» DOCUMENT:
Okay so it's not exactly like Velvia 50. But it's close! The color rendering is very close, doing that thing where the oranges and yellows slide towards the red and the reds slide towards the oranges. Great for landscapes! Bad for people...
It doesn't have quite the resolving power that Velvia has but it's really close! These films aren't terrible for people either. In the right light and with proper editing it looks quite nice. With high quallity scans or optical prints in a darkroom you can get incredible detail from these films.
When I was early in my film journey, I took a roll of it with me up into a helicopter (they were doing rides for $35 a pop, took a friend) and it was great. If I had been able to get Velvia 50 in time, I would have brought that, but in lieu of it, Ektar made for an excellent stand in. I only wish I had more time and better angles to get better shots...
It's like Superia, Velvia, and Ektar get into fights just to see who can make their reds pop harder.
This next set will show you an unedited lab scan, and then an edit to show the kind of room this film gives you, and one more where the reds are toned down, I wonder if you can see the difference.
Some more things of note about this film: It doesn't have as much contrast as Velvia 50. Obviously, it's color negative, so it has way more latitude. It also has great push properties apparently, so if you'd like to try shooting this film at 200 or 400, give it a go.

» EXTRACTED ENTRIES:
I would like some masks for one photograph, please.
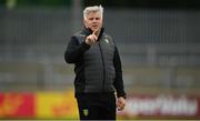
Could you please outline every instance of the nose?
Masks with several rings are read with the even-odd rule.
[[[96,18],[93,18],[93,19],[92,19],[92,22],[97,22],[97,19],[96,19]]]

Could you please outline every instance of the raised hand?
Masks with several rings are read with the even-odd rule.
[[[92,34],[88,36],[87,39],[86,39],[86,43],[92,46],[93,43],[96,43],[96,41],[98,40],[98,37],[97,37],[97,32],[98,32],[98,29],[94,30],[92,32]]]

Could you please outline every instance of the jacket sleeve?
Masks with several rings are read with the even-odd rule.
[[[116,69],[116,80],[113,82],[113,85],[117,90],[117,97],[118,98],[123,97],[126,99],[126,92],[124,92],[123,79],[122,79],[121,59],[120,59],[117,47],[114,50],[113,64]]]
[[[90,46],[84,41],[80,43],[76,36],[71,37],[71,40],[68,43],[68,48],[64,52],[66,62],[76,63],[81,58],[82,53],[89,48]]]

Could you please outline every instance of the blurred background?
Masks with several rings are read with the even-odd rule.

» YOUR TASKS:
**1)** According to the film review, at what speeds does the writer suggest trying this film?
**2)** Change "Ektar" to "Portra" in the film review, and give the part that begins at the words "When I was early" and stops after "reds pop harder.".

» TASK RESPONSES:
**1)** 200 or 400.

**2)**
When I was early in my film journey, I took a roll of it with me up into a helicopter (they were doing rides for $35 a pop, took a friend) and it was great. If I had been able to get Velvia 50 in time, I would have brought that, but in lieu of it, Portra made for an excellent stand in. I only wish I had more time and better angles to get better shots...
It's like Superia, Velvia, and Portra get into fights just to see who can make their reds pop harder.